ProFIL: Probe-Filtered RL Reduces Reasoning Theater in LLMs
Researchers have introduced ProFIL (Probe-Filtered Reinforcement Learning), a method to reduce 'reasoning theater' in large language models. Reasoning theater refers to post-hoc rationalizations that appear deliberative but contribute nothing to correctness, wasting tokens and obscuring interpretability. ProFIL extends Group Relative Policy Optimization (GRPO) by training a multi-head attention probe once on a frozen base model to detect post-commitment steps from internal activations. During GRPO, rollouts exceeding a probe threshold have their advantage zeroed, suppressing theater while maintaining faithfulness. The probe uses verifier-derived labels without human annotation. The approach aims to reduce chain-of-thought length and increase faithfulness in a single, drop-in extension.
Key facts
- ProFIL stands for Probe-Filtered Reinforcement Learning.
- It targets 'reasoning theater' in chain-of-thought reasoning.
- A multi-head attention probe is trained once on a frozen base model.
- The probe detects post-commitment steps from internal activations.
- Rollouts exceeding a probe threshold have their advantage zeroed during GRPO.
- Verifier-derived labels are used without human annotation.
- The method reduces chain length and increases faithfulness.
- It is a drop-in extension to Group Relative Policy Optimization (GRPO).
Entities
Institutions
- arXiv

TASK DETAILS: According to the ProFIL article, what happens during GRPO to rollouts that exceed the probe threshold?

(Natural language region descriptions)
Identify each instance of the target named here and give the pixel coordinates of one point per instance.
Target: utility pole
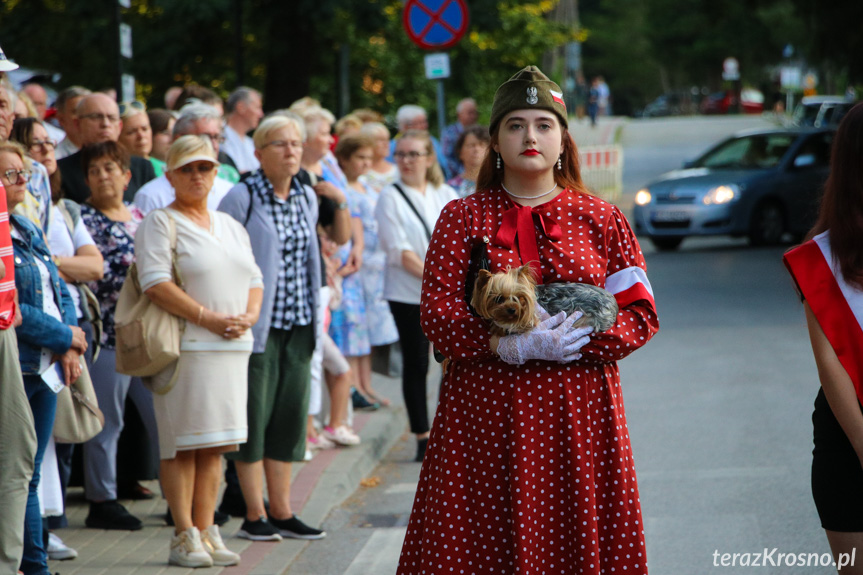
(566, 58)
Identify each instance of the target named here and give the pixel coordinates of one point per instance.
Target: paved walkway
(319, 486)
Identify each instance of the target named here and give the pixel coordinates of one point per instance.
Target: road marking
(380, 554)
(402, 488)
(719, 473)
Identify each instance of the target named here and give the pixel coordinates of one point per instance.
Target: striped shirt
(7, 281)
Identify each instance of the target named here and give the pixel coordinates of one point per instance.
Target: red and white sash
(7, 283)
(630, 285)
(836, 304)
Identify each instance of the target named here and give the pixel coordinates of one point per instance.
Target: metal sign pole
(441, 109)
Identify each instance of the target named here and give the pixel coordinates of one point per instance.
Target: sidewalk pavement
(318, 486)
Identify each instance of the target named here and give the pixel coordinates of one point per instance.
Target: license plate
(669, 216)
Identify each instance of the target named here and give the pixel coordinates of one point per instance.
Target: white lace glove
(552, 340)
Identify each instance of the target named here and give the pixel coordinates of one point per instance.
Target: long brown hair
(568, 177)
(841, 209)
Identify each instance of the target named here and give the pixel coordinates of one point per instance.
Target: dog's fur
(509, 300)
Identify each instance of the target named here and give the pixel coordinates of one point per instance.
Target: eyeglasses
(109, 168)
(110, 118)
(44, 144)
(284, 144)
(190, 169)
(131, 107)
(17, 176)
(215, 138)
(409, 155)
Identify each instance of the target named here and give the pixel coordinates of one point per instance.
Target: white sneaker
(342, 435)
(320, 442)
(188, 551)
(59, 551)
(213, 544)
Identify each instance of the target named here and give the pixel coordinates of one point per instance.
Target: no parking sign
(435, 24)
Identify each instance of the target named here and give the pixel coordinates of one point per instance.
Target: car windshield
(761, 151)
(805, 114)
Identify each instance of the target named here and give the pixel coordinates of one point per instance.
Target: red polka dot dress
(529, 468)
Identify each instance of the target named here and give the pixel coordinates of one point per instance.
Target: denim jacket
(38, 330)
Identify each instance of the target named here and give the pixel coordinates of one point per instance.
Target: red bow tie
(518, 223)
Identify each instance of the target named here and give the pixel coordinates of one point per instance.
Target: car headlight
(643, 197)
(722, 194)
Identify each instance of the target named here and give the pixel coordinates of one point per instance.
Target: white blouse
(217, 266)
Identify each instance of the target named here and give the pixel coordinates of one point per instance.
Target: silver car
(761, 184)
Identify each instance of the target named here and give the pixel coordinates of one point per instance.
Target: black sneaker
(296, 529)
(219, 518)
(361, 403)
(260, 530)
(111, 515)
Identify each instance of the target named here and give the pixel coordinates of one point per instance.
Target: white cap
(6, 65)
(194, 158)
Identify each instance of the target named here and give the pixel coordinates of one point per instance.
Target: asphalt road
(718, 404)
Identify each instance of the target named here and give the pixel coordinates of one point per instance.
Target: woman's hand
(71, 364)
(224, 325)
(79, 339)
(552, 340)
(353, 263)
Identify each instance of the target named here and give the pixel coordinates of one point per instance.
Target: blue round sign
(435, 24)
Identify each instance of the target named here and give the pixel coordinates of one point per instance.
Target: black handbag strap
(414, 209)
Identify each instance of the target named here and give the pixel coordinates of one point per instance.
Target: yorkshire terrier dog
(509, 300)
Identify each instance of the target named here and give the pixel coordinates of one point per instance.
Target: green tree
(618, 48)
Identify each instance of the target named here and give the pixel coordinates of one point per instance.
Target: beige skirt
(207, 406)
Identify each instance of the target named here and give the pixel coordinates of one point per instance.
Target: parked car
(821, 111)
(751, 102)
(762, 184)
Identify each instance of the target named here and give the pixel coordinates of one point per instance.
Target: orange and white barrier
(602, 170)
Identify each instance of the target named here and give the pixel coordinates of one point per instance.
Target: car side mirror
(804, 160)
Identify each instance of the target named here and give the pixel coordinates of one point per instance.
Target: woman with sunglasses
(203, 415)
(78, 261)
(49, 340)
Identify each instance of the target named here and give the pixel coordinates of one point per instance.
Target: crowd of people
(288, 245)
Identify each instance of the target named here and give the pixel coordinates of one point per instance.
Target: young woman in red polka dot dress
(529, 468)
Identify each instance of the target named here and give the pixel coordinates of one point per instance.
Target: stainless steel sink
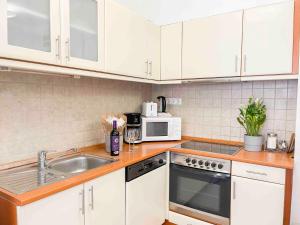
(78, 163)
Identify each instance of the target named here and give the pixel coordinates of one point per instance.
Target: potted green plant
(252, 117)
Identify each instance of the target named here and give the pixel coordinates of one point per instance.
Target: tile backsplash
(41, 112)
(58, 113)
(210, 110)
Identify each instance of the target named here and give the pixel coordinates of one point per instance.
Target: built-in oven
(200, 187)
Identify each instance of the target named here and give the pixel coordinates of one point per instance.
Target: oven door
(199, 193)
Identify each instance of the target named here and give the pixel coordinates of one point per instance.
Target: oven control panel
(200, 162)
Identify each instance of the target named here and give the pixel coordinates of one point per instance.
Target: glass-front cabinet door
(29, 30)
(83, 33)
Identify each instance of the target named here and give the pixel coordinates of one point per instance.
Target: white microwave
(161, 129)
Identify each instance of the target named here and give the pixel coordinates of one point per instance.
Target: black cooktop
(209, 147)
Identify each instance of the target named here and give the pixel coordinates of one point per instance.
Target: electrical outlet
(174, 101)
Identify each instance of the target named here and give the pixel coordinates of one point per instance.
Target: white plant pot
(253, 143)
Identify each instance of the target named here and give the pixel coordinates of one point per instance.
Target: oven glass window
(200, 194)
(202, 190)
(155, 129)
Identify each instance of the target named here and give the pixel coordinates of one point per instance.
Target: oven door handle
(200, 172)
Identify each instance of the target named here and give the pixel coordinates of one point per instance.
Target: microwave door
(157, 129)
(200, 189)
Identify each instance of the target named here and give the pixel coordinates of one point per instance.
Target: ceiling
(170, 11)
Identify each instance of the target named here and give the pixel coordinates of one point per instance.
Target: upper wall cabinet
(69, 33)
(132, 43)
(30, 30)
(212, 46)
(171, 44)
(83, 33)
(153, 51)
(268, 39)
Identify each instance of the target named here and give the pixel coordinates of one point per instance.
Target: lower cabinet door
(145, 198)
(63, 208)
(256, 202)
(105, 199)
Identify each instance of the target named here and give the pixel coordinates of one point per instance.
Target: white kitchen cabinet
(105, 199)
(268, 39)
(171, 45)
(153, 50)
(30, 30)
(180, 219)
(254, 199)
(125, 41)
(212, 46)
(64, 208)
(83, 34)
(146, 198)
(132, 43)
(99, 201)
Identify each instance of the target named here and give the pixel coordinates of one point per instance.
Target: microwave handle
(199, 172)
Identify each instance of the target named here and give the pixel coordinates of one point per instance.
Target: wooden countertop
(141, 152)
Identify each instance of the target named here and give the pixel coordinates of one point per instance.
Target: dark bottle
(114, 140)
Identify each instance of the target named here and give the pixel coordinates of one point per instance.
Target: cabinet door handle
(256, 173)
(245, 63)
(234, 190)
(236, 63)
(150, 64)
(67, 49)
(147, 66)
(57, 40)
(91, 190)
(82, 208)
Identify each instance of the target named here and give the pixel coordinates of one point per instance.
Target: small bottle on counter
(114, 140)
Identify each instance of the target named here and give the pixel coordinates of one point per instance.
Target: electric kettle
(162, 105)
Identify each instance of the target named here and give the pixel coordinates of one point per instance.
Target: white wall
(296, 185)
(171, 11)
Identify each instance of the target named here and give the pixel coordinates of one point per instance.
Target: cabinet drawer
(184, 220)
(258, 172)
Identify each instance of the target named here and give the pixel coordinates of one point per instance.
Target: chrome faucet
(42, 158)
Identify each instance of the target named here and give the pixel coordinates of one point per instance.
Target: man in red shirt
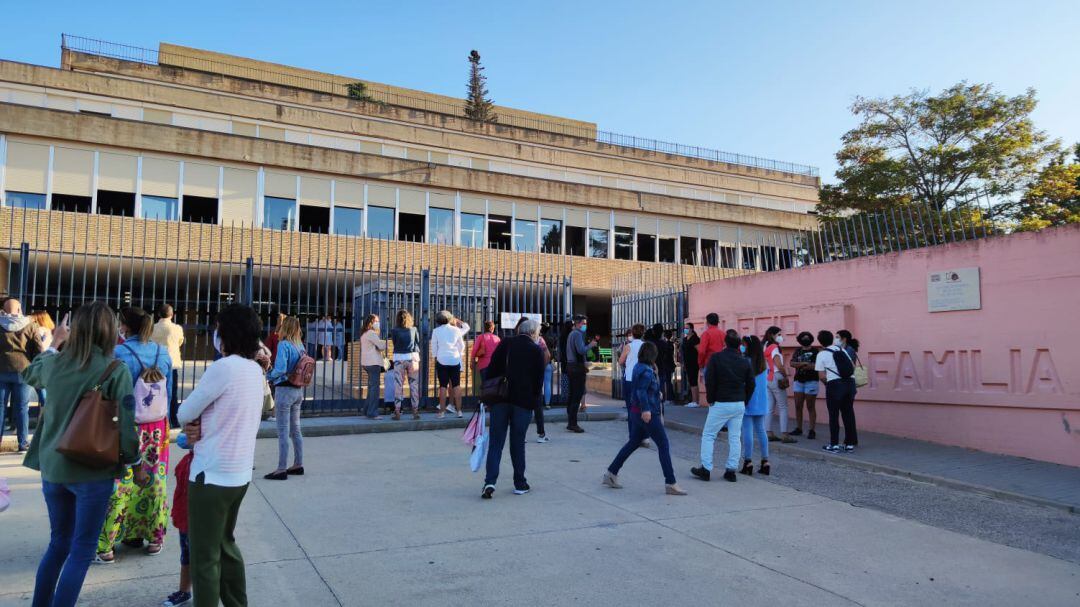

ANSWER FOR THE TASK: Their advantage is zeroed.